• To do
Repeat the records exactly as given. Do not include the pictures.

• Data records
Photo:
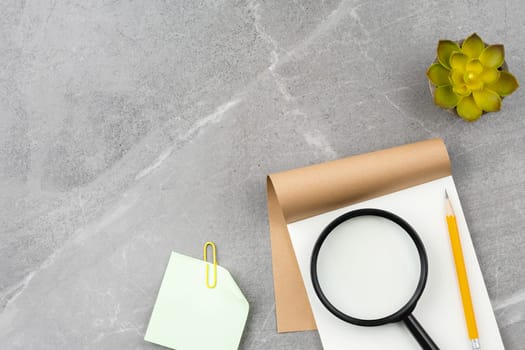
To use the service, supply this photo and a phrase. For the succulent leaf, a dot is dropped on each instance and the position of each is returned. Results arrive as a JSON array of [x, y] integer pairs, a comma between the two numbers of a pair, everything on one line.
[[490, 75], [492, 56], [505, 85], [445, 97], [468, 110], [444, 50], [473, 46], [438, 74], [458, 61], [487, 100], [469, 78], [475, 66]]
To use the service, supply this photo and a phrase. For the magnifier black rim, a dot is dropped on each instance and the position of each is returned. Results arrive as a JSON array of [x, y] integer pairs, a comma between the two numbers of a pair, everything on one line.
[[404, 311]]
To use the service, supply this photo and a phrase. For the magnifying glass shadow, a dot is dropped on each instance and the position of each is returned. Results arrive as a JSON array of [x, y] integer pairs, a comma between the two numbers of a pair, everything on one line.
[[404, 314]]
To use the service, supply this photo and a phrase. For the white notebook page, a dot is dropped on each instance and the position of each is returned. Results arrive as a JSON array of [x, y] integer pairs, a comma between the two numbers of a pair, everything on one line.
[[440, 309]]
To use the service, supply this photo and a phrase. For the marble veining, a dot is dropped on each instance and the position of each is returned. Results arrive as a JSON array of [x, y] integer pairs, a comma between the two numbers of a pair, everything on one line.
[[133, 128]]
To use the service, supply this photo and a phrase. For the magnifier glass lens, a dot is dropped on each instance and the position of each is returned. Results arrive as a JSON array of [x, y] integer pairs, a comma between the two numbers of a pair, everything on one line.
[[368, 267]]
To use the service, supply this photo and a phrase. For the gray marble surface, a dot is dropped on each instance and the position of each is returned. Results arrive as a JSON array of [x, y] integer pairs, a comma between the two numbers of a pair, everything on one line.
[[133, 128]]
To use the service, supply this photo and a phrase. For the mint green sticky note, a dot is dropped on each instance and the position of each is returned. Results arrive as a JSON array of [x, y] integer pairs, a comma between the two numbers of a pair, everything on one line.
[[189, 316]]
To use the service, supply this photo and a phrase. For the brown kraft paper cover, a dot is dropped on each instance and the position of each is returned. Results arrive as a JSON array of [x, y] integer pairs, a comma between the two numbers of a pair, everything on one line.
[[300, 193]]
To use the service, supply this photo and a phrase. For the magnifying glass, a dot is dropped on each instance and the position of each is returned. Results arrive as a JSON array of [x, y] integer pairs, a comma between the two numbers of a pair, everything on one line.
[[369, 268]]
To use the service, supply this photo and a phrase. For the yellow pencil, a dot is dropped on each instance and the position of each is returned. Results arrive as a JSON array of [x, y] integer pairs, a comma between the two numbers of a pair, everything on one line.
[[461, 271]]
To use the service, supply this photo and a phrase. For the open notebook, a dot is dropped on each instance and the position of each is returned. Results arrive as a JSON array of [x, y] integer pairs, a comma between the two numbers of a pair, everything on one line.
[[409, 181]]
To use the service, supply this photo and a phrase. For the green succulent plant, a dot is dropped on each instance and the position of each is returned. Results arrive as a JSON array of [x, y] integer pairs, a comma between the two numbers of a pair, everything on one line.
[[470, 78]]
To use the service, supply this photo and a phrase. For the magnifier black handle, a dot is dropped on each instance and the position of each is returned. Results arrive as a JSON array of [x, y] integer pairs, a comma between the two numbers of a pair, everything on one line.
[[419, 333]]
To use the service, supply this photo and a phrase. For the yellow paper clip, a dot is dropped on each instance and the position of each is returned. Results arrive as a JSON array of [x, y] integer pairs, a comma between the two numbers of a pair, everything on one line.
[[214, 251]]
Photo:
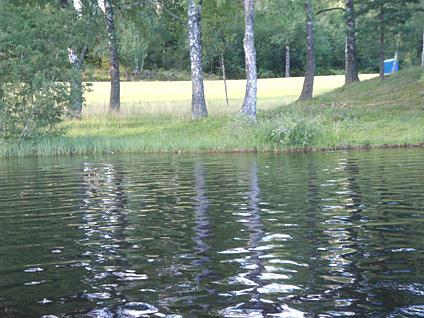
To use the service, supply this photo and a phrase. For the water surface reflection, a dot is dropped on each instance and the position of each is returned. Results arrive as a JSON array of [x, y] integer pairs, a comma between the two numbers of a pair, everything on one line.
[[318, 235]]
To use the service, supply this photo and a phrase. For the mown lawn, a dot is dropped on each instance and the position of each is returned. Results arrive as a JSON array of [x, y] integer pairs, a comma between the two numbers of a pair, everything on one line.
[[370, 113]]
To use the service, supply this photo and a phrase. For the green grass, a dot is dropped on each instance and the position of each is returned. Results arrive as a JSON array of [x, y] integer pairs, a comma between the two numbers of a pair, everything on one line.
[[366, 114]]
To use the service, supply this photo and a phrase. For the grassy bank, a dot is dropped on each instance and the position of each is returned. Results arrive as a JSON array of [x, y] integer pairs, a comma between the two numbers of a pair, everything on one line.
[[174, 98], [366, 114]]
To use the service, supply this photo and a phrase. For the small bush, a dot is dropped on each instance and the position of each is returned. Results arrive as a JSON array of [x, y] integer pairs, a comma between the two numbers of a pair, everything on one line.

• Answer section
Photo:
To use the service, supply this photo and a phrase. For the succulent leaf, a dot is dropped on each instance and the position of each is returned. Results arrive as a JSON array of [x, y] integer pairs, a comma between the two numbers of a pair, everything on one line.
[[490, 75], [492, 56], [505, 85], [445, 97], [468, 110], [444, 50], [473, 46], [438, 74], [458, 61], [487, 100], [469, 78], [475, 66]]
To use the service, supply this photo and a phrase. For the magnifier black rim, a dot is dropped on each instance and the position of each is returned. Results arrive as a JSON array of [x, y] integer pairs, a comma between the two numbers of a pair, everything on one line.
[[404, 311]]
To use the service, supply this photo and a phrase. For the magnifying glass shadow, a dot is dropped on each instance and the position of each is returned. Results arrive as a JSON array of [x, y] integer pairs, a comma between the two numbers of a pair, everything on one line.
[[404, 314]]
To use the service, supply this photo and a phrase. For the white notebook page, a dot is dropped on each instance and the position of each is returned. Results arrive as a JSON array of [x, y] integer pairs, a comma between the two numbers of a pair, everything on one line.
[[440, 309]]
To use the service, supply this photo and a phrase. For the marble veining, a dot is dropped on each instance and the position of each is returned. Results arrive as a JSON array of [x, y] integer pairs, a comma between the two numbers of a pair, everything on one line.
[[133, 128]]
To use the service, supply this photo and a phrase. For the magnifier glass lens, a dot is dropped on each instance and the position of each is returned. Results arrive as a JSON array of [x, y] integer pairs, a comma between the two numbers of a pair, everything on one line.
[[368, 267]]
To use the service, supply this photo and a phrase. For the gray marble surface, a dot is dropped on each instance and the position of each is returned. Results arrive as a JSON array of [x, y] integer pairs, a comma between the two numbers of a pair, everything on one line.
[[133, 128]]
To use the service, supply this photo and a phrase. For the mint green sticky note, a dot is dropped on each instance and the position of each is returned. Results arrive as a JSON array of [x, y] integer pairs, a comma between the two numbers of a pair, everything on one line.
[[189, 316]]
To use the service, supply this photo and a phrase. For the brown kraft paper cover, a dot is dropped on each instance and the position of each is returned. Results arrive as a JSON array of [x, y] integer pairs, a comma between the two numbers of a pair, everything on one line.
[[300, 193]]
To use the service, supply this photo and a phrase. For the magnifying glass, a dot is dropped on each instance and the position of each is returned. Results arrive as a JSON array of [x, y] integer pairs, a comma between the two numbers of a pair, everything on one line.
[[369, 268]]
To use the service, supply this photo and a phrase. For the yellow pencil, a dot is dropped on each instance and the position of each is returned. Results arrive as a JSON array of [x, y] integer pairs, a comma between the two numbers of a pair, everything on one line.
[[461, 271]]
To use the service, supply this photo and a phrase. For the open notebook, a dot is dropped on each instance and the position of each is returned. Results arrive as a JSON array of [x, y] integer pairs, a comma between the two numbers of a pair, everything on one line.
[[409, 181]]
To use the service, supply this photo and a phrase. For the green succulent plant, a dot is dropped on each instance and the position of each is returned. Results arrive as a JSON array of [x, y] integer pairs, a comma between the two numbers of a pair, everything on one line.
[[470, 78]]
To use the service, supply this photo and a phrase. For the magnifier black handle, a dot is dropped on each instance and the position of each is returned. Results arrive as a JSON array of [x, y] integer pairs, a comma between the two numbers of a pair, everything on one line.
[[419, 333]]
To use the service, supply this photo and a phrase. For the yellow paper clip, a dot is dropped on each instance and the position of each is returned. Results arrive as a JSON array of [x, y] integer pairs, a comma between the two numbers of a pair, everything on one line.
[[214, 251]]
Photo:
To use the service, supply this photo and a phrase. For the water surface reflection, a dot is dropped on each instance and the position of each is returned. Results arrive as a JSON array of [x, y] integer pairs, a comma between the two numbers of a pair, everything on one line.
[[318, 235]]
To use the service, supply this photo and a phrase. For the mown lawn, a dot is dropped on each instance and the position of each is returned. Results arrive as a JSON array of [x, y] integer pairs, a comma between the two numbers of a pair, everything on one line.
[[370, 113]]
To use the service, supply this photo and a phrase. For the green grass, a dot is dropped on each instance and the position of each is returned. Results arrive as a JSON array of [x, y] integer pairs, a comma between the two numbers of a pair, everything on one line.
[[366, 114]]
To use the service, supply this photo and a phrase. For the grassy bank, a dot is dropped on each instance and the position of each is returned. Results arrive as a JSON array of [x, y] integer pairs, a comma between the two numbers of a pair, everything on one line.
[[174, 98], [366, 114]]
To use the service, supply this photo and a phrase. For the small bush, a dot is dropped on each instance and the position of each is returned. Results arrive as a JSON array of [x, y] integer pairs, a comma between the two numbers of a pair, everything on one line.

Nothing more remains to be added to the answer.